RECORDS FOR THE TASK:
'''
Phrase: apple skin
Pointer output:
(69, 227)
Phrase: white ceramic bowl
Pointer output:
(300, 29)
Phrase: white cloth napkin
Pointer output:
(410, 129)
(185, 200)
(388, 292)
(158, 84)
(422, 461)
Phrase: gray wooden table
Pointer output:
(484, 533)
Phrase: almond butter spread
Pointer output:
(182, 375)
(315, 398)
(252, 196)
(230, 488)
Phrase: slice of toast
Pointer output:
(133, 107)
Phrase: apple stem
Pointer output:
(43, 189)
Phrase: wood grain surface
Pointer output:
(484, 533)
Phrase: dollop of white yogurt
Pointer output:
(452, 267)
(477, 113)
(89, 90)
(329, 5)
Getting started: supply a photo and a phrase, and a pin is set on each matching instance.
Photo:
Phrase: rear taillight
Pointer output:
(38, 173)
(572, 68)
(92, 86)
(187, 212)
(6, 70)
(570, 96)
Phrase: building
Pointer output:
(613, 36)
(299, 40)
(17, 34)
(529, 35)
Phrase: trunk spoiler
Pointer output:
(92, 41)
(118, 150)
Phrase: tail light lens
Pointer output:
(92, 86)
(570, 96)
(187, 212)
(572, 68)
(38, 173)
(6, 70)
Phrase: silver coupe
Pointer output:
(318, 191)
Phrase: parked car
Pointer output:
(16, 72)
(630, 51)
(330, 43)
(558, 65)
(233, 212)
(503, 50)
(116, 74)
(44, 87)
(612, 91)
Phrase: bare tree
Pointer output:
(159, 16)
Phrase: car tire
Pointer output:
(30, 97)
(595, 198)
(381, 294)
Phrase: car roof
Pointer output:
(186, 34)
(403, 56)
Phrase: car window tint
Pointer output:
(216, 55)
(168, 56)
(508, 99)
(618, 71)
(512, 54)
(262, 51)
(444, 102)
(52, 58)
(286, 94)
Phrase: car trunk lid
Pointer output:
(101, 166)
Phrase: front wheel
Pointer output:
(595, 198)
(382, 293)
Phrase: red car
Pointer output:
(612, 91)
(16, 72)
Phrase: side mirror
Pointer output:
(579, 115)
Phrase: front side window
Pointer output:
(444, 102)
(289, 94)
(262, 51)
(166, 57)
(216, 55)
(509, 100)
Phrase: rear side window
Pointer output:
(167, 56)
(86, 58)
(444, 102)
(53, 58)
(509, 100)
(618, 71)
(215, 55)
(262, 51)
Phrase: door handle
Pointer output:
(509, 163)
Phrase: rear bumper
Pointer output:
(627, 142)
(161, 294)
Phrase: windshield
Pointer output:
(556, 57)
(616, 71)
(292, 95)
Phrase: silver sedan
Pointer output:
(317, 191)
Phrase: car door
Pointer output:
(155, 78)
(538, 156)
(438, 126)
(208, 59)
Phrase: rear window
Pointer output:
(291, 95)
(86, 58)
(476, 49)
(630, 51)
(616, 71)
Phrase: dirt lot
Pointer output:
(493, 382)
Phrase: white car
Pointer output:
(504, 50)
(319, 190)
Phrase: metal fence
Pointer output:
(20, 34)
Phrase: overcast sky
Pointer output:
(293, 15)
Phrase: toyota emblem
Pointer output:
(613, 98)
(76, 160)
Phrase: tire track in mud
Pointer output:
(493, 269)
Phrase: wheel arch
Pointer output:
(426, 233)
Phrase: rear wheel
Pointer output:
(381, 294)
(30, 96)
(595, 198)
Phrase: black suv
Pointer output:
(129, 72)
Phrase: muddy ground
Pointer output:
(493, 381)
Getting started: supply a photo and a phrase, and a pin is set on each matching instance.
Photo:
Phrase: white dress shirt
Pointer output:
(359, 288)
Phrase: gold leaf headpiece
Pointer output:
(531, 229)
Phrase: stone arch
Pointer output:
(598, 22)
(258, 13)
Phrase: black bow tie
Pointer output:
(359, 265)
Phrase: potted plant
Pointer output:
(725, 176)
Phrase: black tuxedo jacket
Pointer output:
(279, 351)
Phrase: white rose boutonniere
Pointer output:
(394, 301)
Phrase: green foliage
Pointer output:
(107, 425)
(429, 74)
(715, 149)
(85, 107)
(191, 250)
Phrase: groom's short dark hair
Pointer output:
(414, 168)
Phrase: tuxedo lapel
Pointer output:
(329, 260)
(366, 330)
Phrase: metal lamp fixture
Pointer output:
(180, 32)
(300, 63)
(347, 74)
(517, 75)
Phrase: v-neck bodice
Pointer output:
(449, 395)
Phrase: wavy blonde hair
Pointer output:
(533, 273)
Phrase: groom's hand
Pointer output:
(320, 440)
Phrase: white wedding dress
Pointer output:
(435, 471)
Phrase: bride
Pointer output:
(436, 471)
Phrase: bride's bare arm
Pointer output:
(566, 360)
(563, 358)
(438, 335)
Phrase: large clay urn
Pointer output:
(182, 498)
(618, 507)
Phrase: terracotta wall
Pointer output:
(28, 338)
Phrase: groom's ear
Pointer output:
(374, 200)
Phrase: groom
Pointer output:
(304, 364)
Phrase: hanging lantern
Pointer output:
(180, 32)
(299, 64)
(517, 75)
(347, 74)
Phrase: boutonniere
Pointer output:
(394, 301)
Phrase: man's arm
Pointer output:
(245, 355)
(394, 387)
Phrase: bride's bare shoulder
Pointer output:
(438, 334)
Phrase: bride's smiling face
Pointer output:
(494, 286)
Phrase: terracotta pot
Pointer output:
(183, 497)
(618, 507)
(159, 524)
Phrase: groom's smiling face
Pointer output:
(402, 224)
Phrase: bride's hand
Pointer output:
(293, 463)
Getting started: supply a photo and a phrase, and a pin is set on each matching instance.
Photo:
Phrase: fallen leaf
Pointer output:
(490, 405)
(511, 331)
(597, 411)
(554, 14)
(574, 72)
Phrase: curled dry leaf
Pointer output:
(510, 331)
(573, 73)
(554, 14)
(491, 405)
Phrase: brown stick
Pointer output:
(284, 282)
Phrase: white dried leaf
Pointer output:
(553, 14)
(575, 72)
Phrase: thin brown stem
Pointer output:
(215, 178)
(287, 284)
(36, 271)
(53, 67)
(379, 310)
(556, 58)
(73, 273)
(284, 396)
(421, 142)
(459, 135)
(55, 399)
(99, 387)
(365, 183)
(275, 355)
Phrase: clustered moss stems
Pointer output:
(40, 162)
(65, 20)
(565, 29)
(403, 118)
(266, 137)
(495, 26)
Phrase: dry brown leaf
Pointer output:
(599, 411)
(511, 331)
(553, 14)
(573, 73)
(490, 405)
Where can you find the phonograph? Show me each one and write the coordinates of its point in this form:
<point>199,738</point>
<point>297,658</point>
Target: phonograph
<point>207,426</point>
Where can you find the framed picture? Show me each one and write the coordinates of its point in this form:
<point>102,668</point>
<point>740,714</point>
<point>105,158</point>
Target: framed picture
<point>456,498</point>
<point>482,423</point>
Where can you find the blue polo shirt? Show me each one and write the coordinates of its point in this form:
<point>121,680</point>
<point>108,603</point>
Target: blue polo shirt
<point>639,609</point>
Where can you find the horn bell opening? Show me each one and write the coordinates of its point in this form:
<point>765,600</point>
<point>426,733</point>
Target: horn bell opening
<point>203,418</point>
'''
YOUR TASK: The lines to report are those in the material above that contain the word "each"; copy every one of them.

ANSWER BOX:
Getting started: supply a photo and a phrase, and a pin is set on each matching instance.
Getting started: supply a photo and a phrase, and a pin is set on each matching instance.
Getting started: supply a photo and a phrase, and a pin is set on each matching instance.
Where can you find the phonograph? Show me each one and write the coordinates of its point in this form:
Where can you find the framed picture? Show me each one and write the coordinates of its point in this form:
Where can you find the blue polo shirt? Show me each one and write the coordinates of its point in this form:
Where can you find the horn bell opening? Show me each one and write the coordinates of its point in this form:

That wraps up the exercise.